**** Text section ****

POM: Prescription only medicine
This information is intended for use by health professionals
Tagamet 200 mg Tablets
Cimetidine 200 mg Film-coated tablet
Each tablet contains Cimetidine 200 mg.
Excipients with known effect: contains sodium 500 micrograms.
For the full list of excipients, see section 6.1.
Pale green, circular, biconvex, film-coated tablet embossed with Tagamet on one side and 200 on the reverse.
Tagamet is a histamine H2-receptor antagonist which rapidly inhibits both basal and stimulated gastric secretion of acid and reduces pepsin output.
Tagamet is indicated in the treatment of duodenal and benign gastric ulceration, including that associated with non-steroidal anti-inflammatory agents, recurrent and stomal ulceration, oesophageal reflux disease and other conditions where reduction of gastric acid by Tagamet has been shown to be beneficial: persistent dyspeptic symptoms with or without ulceration, particularly meal-related upper abdominal pain, including such symptoms associated with non-steroidal anti-inflammatory agents; the prophylaxis of gastrointestinal haemorrhage from stress ulceration in critically ill patients; before general anaesthesia in patients thought to be at risk of acid aspiration (Mendelson's) syndrome, particularly obstetric patients during labour; to reduce malabsorption and fluid loss in the short bowel syndrome; and in pancreatic insufficiency to reduce degradation of enzyme supplements. Tagamet is also recommended in the management of the Zollinger-Ellison syndrome.
The total daily dose should not normally exceed 2.4g. Dosage should be reduced in patients with impaired renal function (see section 4.4).
Adults: The usual dosage is 400mg twice a day with breakfast and at bedtime. Alternatively, for patients with duodenal or benign gastric ulceration, a single daily dose of 800mg at bedtime can be used. Other effective regimens are 200mg three times a day with meals and 400mg at bedtime (1.0g/day) and, if inadequate, 400mg four times a day (1.6g/day) also with meals and at bedtime.
Treatment should be given initially for at least four weeks (six weeks in benign gastric ulcer, eight weeks in ulcer associated with continued non-steroidal anti-inflammatory agents) even if symptomatic relief has been achieved sooner. Most ulcers will have healed by that stage, but those which have not will usually do so after a further course of treatment.
Treatment may be continued for longer periods in those patients who may benefit from reduction of gastric secretion and the dosage may be reduced in those who have responded to treatment, for example to 400mg at bedtime or 400mg in the morning and at bedtime.
In patients with benign peptic ulcer disease who have responded to the initial course, relapse may be prevented by continued treatment, usually with 400mg at bedtime; 400mg in the morning and at bedtime has also been used.
In oesophageal reflux disease, 400mg four times a day, with meals and at bedtime, for four to eight weeks is recommended to heal oesophagitis and relieve associated symptoms.

****

● **What to work on**:
[1] Rename "Cimetidine" as "the active ingredient" and give the Tagamet product information again from "POM: Prescription only" up to and including "sodium 500 micrograms.".
[2] Continue the Tagamet product information from the point where it stops.
The data that comes next is taken from a separate source.

**** Source material ****

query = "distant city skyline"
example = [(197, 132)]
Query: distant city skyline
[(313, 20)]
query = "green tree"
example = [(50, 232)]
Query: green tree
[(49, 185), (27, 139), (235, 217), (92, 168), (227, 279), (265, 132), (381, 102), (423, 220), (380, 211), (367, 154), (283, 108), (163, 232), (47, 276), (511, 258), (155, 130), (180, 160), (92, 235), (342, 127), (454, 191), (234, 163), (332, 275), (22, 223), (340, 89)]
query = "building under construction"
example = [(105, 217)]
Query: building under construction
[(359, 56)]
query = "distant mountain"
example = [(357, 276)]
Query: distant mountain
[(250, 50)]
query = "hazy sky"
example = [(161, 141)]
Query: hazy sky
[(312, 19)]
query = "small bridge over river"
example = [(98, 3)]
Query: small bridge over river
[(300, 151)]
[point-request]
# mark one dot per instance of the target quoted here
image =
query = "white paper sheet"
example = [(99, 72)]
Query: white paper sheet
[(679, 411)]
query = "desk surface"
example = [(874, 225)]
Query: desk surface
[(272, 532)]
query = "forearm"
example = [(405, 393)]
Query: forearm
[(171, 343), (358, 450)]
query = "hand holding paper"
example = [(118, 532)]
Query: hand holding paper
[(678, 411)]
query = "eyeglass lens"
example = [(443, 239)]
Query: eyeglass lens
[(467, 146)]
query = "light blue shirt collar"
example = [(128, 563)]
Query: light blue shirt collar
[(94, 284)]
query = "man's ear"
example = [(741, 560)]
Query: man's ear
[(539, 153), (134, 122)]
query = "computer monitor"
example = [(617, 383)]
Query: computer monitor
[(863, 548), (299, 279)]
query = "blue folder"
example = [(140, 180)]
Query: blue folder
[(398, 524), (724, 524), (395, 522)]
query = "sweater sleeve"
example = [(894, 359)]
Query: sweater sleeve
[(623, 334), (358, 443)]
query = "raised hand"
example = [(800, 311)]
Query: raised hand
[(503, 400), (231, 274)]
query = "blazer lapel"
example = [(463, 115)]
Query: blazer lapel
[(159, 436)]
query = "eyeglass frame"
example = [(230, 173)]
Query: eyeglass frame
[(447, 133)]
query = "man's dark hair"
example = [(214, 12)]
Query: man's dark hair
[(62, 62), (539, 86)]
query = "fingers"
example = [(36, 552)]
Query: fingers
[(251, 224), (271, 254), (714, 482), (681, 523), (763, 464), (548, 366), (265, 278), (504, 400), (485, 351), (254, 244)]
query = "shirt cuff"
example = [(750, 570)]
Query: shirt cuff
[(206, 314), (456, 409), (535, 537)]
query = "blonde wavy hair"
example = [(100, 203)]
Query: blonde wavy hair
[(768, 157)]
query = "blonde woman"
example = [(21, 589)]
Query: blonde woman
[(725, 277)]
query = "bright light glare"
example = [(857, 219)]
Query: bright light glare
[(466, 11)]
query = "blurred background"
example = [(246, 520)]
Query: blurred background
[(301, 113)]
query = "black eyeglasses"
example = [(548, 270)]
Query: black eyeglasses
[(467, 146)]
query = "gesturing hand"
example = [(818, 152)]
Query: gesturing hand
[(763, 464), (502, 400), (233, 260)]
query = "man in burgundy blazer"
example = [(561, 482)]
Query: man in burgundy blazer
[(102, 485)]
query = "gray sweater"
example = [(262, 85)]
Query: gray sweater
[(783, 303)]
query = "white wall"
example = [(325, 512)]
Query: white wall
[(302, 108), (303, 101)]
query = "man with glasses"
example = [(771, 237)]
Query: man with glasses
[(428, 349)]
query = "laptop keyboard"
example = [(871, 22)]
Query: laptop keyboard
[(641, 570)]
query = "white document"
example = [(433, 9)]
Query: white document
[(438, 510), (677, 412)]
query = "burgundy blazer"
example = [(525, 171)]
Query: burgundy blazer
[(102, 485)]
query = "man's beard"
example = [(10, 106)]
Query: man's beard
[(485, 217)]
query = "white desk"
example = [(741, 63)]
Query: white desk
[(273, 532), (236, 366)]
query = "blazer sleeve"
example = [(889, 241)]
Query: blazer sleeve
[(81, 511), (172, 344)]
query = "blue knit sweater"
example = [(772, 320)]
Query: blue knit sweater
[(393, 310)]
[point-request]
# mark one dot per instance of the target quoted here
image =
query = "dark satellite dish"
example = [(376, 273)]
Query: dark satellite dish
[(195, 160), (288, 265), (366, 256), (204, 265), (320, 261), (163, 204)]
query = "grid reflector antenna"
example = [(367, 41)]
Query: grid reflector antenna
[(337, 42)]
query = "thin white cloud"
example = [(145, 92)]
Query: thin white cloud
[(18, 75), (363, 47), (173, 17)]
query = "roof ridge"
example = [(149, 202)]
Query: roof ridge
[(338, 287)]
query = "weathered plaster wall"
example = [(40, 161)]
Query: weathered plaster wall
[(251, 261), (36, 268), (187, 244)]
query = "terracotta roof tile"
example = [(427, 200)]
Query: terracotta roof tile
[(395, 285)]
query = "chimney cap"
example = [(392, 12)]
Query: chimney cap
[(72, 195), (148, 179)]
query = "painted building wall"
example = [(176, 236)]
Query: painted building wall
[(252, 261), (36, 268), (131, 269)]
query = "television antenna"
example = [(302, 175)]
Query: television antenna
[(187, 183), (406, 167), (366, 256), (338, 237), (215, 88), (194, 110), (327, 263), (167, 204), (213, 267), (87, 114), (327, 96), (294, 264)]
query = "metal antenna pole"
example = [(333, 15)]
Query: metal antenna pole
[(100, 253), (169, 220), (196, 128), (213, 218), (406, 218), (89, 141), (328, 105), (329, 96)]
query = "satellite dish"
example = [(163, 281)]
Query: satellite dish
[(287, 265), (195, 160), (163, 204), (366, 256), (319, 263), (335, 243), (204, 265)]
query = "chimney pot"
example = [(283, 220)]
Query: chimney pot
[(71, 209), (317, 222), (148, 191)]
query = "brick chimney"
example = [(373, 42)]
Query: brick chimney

****

● **Responses to the tasks**:
[1]
POM: Prescription only medicine
This information is intended for use by health professionals
Tagamet 200 mg Tablets
the active ingredient 200 mg Film-coated tablet
Each tablet contains the active ingredient 200 mg.
Excipients with known effect: contains sodium 500 micrograms.

[2]
In patients with very high gastric acid secretion (e.g. Zollinger-Ellison syndrome) it may be necessary to increase the dose to 400mg four times a day, or in occasional cases further.
Antacids can be made available to all patients until symptoms disappear.
In the prophylaxis of haemorrhage from stress ulceration in seriously ill patients, doses of 200-400mg can be given every four to six hours.
In patients thought to be at risk of acid aspiration syndrome an oral dose of 400mg can be given 90-120 minutes before induction of general anaesthesia or, in obstetric practice, at the start of labour. While such a risk persists, a dose of up to 400mg may be repeated at four hourly intervals as required up to the usual daily maximum of 2.4g. The usual precautions to avoid acid aspiration should be taken.
In the short bowel syndrome, e.g. following substantial resection for Crohn's disease, the usual dosage range (see above) can be used according to individual response.
To reduce degradation of pancreatic enzyme supplements, 800-1600mg a day may be given according to response in four divided doses, one to one and a half hours before meals.
Elderly: The normal adult dosage may be used unless renal function is markedly impaired (See section 4.4).
Paediatric population: Experience in children is less than that in adults. In children more than one year old, Tagamet 25-30mg/kg body weight per day in divided doses may be administered.
The use of Tagamet in infants under one year old is not yet fully evaluated; 20mg/kg body weight per day in divided doses has been used.
Method of administration
For oral use. The tablets should be swallowed with a drink of water.
Hypersensitivity to the active substance or to any of the excipients listed in section 6.1.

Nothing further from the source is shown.